### Your assignment
Your reply should reproduce all the data below exactly while excluding the pictures.
Material shown Block Start
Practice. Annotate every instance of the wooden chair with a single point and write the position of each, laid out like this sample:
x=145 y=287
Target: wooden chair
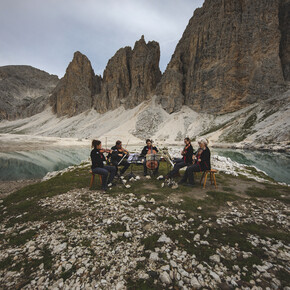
x=212 y=177
x=93 y=179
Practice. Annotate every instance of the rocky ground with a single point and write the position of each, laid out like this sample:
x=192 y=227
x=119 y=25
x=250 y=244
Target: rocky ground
x=59 y=234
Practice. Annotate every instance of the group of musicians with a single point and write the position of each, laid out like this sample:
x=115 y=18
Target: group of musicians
x=194 y=161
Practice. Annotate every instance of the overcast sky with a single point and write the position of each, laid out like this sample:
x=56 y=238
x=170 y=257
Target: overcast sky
x=46 y=33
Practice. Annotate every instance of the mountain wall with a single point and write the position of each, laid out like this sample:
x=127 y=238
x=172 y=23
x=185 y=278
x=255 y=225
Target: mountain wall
x=232 y=53
x=24 y=91
x=73 y=94
x=130 y=77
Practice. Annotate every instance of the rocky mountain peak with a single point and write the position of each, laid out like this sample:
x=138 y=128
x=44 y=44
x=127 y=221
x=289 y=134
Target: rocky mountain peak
x=228 y=57
x=74 y=92
x=130 y=77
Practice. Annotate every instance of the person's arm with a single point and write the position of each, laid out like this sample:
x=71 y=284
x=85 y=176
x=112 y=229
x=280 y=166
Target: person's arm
x=205 y=157
x=114 y=154
x=143 y=153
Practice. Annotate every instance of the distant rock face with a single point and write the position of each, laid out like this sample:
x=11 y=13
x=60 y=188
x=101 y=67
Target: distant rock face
x=284 y=18
x=229 y=56
x=73 y=94
x=24 y=91
x=130 y=76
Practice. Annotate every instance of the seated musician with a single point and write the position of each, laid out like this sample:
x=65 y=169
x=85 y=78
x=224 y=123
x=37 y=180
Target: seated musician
x=201 y=162
x=186 y=159
x=118 y=157
x=149 y=148
x=107 y=172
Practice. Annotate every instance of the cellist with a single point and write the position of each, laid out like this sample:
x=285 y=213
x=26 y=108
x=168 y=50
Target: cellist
x=98 y=167
x=149 y=148
x=186 y=159
x=117 y=157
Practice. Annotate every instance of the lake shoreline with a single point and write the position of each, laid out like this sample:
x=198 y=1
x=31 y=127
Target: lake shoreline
x=9 y=186
x=16 y=142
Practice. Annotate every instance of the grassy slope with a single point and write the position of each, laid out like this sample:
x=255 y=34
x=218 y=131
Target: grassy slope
x=22 y=206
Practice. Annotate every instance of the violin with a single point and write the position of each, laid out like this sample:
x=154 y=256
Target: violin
x=124 y=150
x=105 y=150
x=197 y=156
x=184 y=151
x=152 y=163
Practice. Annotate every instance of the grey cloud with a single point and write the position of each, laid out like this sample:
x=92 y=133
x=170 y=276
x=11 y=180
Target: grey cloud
x=46 y=33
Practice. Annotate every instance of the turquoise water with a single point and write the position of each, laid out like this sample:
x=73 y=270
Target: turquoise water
x=35 y=164
x=276 y=165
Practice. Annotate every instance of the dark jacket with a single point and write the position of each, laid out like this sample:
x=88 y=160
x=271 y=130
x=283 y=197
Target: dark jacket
x=188 y=155
x=97 y=158
x=115 y=154
x=146 y=149
x=205 y=160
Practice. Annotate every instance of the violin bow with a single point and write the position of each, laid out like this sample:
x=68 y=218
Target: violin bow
x=165 y=155
x=124 y=155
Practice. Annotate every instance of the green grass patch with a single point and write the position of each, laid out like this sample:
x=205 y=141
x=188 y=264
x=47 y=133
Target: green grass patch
x=263 y=192
x=25 y=201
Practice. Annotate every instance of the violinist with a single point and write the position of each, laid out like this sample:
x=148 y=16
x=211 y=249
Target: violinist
x=149 y=149
x=186 y=159
x=107 y=172
x=202 y=163
x=118 y=157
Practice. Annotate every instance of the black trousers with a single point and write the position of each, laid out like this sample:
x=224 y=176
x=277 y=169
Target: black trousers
x=107 y=172
x=188 y=175
x=146 y=169
x=177 y=166
x=124 y=163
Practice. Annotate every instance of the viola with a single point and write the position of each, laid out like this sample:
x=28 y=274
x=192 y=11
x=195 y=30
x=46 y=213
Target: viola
x=152 y=163
x=124 y=150
x=105 y=151
x=195 y=159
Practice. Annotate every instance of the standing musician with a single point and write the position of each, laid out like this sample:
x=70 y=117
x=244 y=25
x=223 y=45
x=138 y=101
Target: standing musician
x=118 y=157
x=149 y=149
x=98 y=166
x=186 y=159
x=202 y=163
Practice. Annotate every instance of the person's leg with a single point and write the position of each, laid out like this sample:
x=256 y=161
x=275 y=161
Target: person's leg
x=145 y=167
x=156 y=170
x=126 y=165
x=176 y=168
x=115 y=164
x=112 y=170
x=104 y=173
x=185 y=176
x=191 y=169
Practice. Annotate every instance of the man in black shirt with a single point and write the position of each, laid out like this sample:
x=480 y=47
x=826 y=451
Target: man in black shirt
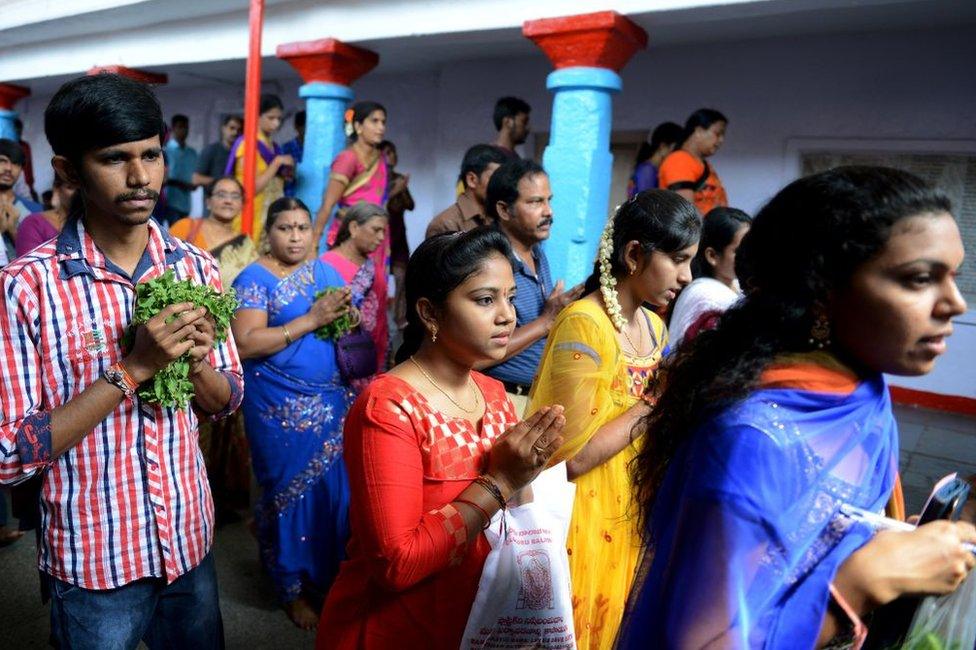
x=213 y=158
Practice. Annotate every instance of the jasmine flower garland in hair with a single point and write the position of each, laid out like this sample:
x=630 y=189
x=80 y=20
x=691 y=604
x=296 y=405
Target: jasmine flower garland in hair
x=608 y=283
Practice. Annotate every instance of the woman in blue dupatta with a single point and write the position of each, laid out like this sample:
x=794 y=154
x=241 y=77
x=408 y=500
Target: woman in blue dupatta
x=773 y=421
x=294 y=406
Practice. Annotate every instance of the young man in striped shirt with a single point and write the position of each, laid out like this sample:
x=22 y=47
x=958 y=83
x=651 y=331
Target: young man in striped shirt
x=126 y=512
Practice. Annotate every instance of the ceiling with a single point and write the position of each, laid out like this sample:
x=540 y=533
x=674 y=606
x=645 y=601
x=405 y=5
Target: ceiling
x=674 y=27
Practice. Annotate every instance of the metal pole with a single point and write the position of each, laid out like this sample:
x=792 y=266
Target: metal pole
x=252 y=97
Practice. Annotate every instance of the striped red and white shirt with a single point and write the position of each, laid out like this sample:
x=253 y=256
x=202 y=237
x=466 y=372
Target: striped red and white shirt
x=131 y=500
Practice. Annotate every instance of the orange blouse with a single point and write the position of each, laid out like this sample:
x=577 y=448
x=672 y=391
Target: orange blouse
x=680 y=170
x=411 y=577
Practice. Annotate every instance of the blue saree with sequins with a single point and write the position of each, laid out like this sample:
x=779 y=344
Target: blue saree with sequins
x=294 y=405
x=746 y=533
Material shown Block End
### Task output
Practice. Annotate every instance of the wooden chair with a single point and write the position of each, laid out like this sample:
x=145 y=287
Target: wooden chair
x=212 y=177
x=93 y=179
Practice. Annotate every instance of the rocky ground with a single point and write the position of each, laid out like this sample:
x=192 y=227
x=119 y=25
x=250 y=244
Target: rocky ground
x=59 y=234
Practice. Annotate every instance of the group of musicians with a single point and write the position of each, laid out like this sample:
x=115 y=18
Target: group of musicians
x=194 y=161
Practice. Annotate every instance of the overcast sky with a single point and write the position of each, laid out like this sample:
x=56 y=238
x=170 y=257
Target: overcast sky
x=46 y=33
Practice. Annotate every instance of the mountain wall with a single point and write the position of each, laid out like this sample:
x=127 y=238
x=172 y=23
x=185 y=278
x=255 y=225
Target: mountain wall
x=232 y=53
x=24 y=91
x=73 y=94
x=130 y=77
Practice. Annotate every instance of the rocky mountain peak with a single point and write the position of each, laid out like this sample:
x=138 y=128
x=44 y=44
x=127 y=221
x=289 y=134
Target: rocky mountain peak
x=228 y=57
x=74 y=92
x=130 y=77
Practice. Annotate every instance of the person's arm with a single point and write the position of each, laid out like this sample:
x=71 y=284
x=85 y=176
x=112 y=229
x=280 y=166
Target: person's arm
x=205 y=157
x=114 y=154
x=143 y=153
Practice. Annotate every instance of the distant rock face with a single point and write the position of each, laid out like this sample:
x=11 y=13
x=60 y=188
x=101 y=67
Target: distant rock face
x=284 y=18
x=229 y=56
x=73 y=94
x=24 y=91
x=130 y=76
Practice. Annotate every instance of the seated musician with a single point and write the position of each, laid out like this sample:
x=65 y=169
x=85 y=78
x=224 y=123
x=37 y=180
Target: seated musician
x=201 y=162
x=186 y=159
x=118 y=157
x=149 y=148
x=107 y=172
Practice. Annotate every instance of the cellist with a single point and write the position of each, laid out like this sample:
x=285 y=213
x=26 y=108
x=168 y=50
Target: cellist
x=98 y=167
x=149 y=148
x=186 y=159
x=117 y=157
Practice. Annotate every instance of the lake shoreline with a single point and write the position of each, laid out like this sample:
x=198 y=1
x=31 y=127
Target: lake shoreline
x=9 y=186
x=16 y=142
Practice. Annotate every instance of the grassy slope with a single point and write the position of each, laid out like this sample:
x=255 y=34
x=218 y=131
Target: grassy slope
x=22 y=206
Practice. Annotate every instance of the violin with a single point and write the position of each, laid out like this sample:
x=154 y=256
Target: violin
x=124 y=150
x=105 y=150
x=197 y=156
x=184 y=151
x=152 y=163
Practice. Annotate every instance of the grey cloud with a single point and write the position of each, laid out like this sample:
x=92 y=133
x=170 y=276
x=11 y=180
Target: grey cloud
x=46 y=33
Practice. Annotate every instance of the turquoise water with a single point and write the position of each, laid out like this sample:
x=73 y=270
Target: turquoise water
x=35 y=164
x=276 y=165
Practice. Annotate every instance of the dark jacket with a single point and write the position of each, laid out like this sample:
x=88 y=160
x=271 y=130
x=283 y=197
Target: dark jacket
x=188 y=155
x=97 y=158
x=115 y=154
x=146 y=149
x=205 y=160
Practice. Annotate every instance of the violin bow with a single point and write the position of each, laid out like this sample:
x=68 y=218
Target: violin bow
x=165 y=155
x=124 y=155
Practice. Annotate every instance of the green grass patch with a single point and write the position of each, laid out like this sample:
x=205 y=141
x=188 y=264
x=47 y=133
Target: green grass patch
x=263 y=192
x=25 y=201
Practice. Annotate every instance of the violinist with a single point and write the position of each, laid out like this sample:
x=148 y=16
x=211 y=249
Target: violinist
x=149 y=149
x=186 y=159
x=107 y=172
x=202 y=163
x=118 y=157
Practice. Annotate every instance of the black trousers with a single point and write the position of each, laid out like this sample:
x=224 y=176
x=277 y=169
Target: black trousers
x=107 y=172
x=188 y=175
x=146 y=169
x=177 y=166
x=124 y=163
Practice. Annotate every instance of the viola with a single point and write the position of each, laid out like this sample:
x=28 y=274
x=192 y=11
x=195 y=30
x=46 y=213
Target: viola
x=152 y=163
x=124 y=150
x=105 y=151
x=195 y=159
Practice. Annotate every instance of the standing musician with a single point and write the position of each, laid out like this sample:
x=70 y=117
x=244 y=25
x=223 y=45
x=138 y=101
Target: standing musician
x=118 y=157
x=149 y=149
x=98 y=166
x=186 y=159
x=202 y=163
Practice. Annotate every instance of the person's leg with a single point and write the position of each, laid out like this sample:
x=256 y=161
x=275 y=161
Target: person's leg
x=145 y=167
x=156 y=170
x=126 y=165
x=176 y=168
x=115 y=164
x=112 y=170
x=104 y=173
x=185 y=176
x=191 y=169
Practice. Annotate every instance of the man in black shirt with a single point and write the position of each, laid out like this sample:
x=480 y=47
x=826 y=451
Target: man in black shirt
x=213 y=158
Practice. Annotate every instance of the jasmine flower garland in hair with a single point and write the position of each, laid out like this sample:
x=630 y=189
x=80 y=20
x=691 y=604
x=296 y=405
Target: jasmine flower garland in hair
x=608 y=283
Practice. Annotate every instance of the woman in blue dupatta with a single point and write the position of each, laid out like this sample:
x=794 y=154
x=241 y=77
x=408 y=500
Target: woman in blue dupatta
x=773 y=421
x=294 y=406
Practice. Annotate every instance of the young man in striped shirt with a single point and write the position of each, laid out like this sample:
x=22 y=47
x=958 y=83
x=651 y=331
Target: young man in striped shirt
x=126 y=512
Practice. Annotate every instance of the ceiling with a single point and write the position of each, laid out like this sample:
x=540 y=533
x=674 y=606
x=645 y=601
x=405 y=5
Target: ceiling
x=674 y=27
Practice. Annotate every instance of the metal pole with a single point and write the position of each, laid out like this sample:
x=792 y=266
Target: metal pole
x=252 y=97
Practice. Annotate every instance of the striped red and white shirt with a single point and write the position of each, laid out like this sample:
x=253 y=256
x=202 y=237
x=466 y=372
Target: striped red and white shirt
x=131 y=500
Practice. Annotate every instance of the orange blouse with a single point and write the position of each, laid out like this sample:
x=577 y=448
x=672 y=391
Target: orange blouse
x=680 y=170
x=411 y=577
Practice. Annotate every instance of the blue saree with sequins with a single point and write the position of each, laid out like this sample:
x=779 y=344
Target: blue saree with sequins
x=294 y=405
x=746 y=533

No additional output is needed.